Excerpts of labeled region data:
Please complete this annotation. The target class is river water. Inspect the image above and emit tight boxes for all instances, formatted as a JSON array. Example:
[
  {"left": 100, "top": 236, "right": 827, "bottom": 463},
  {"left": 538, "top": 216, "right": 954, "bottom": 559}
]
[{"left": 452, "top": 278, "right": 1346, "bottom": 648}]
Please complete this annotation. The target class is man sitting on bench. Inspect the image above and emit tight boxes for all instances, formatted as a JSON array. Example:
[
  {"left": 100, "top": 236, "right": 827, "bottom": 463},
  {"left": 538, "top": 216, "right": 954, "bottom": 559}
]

...

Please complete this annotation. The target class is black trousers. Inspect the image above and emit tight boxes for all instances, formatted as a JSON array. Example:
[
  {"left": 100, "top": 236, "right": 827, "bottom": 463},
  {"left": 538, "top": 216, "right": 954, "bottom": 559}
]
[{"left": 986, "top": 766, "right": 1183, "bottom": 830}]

EXERCISE OBJECTIVE: Pick out each line in the rows above that contains the word "complete", and copy those lines.

ANSWER TO THE EXERCISE:
Please complete this annotation. The target class is river water. Inspect the image above and emit tight boxes for all instances, formatted as a JSON array. Example:
Please complete this annotation. The target class is man sitting on bench. Inspect the image above and emit tight boxes for all instances, formatted as a JSON array. Example:
Please complete this annotation. The target class is black trousers. Inspect the image above and emit tight boxes for all instances, formatted as a JSON array. Example:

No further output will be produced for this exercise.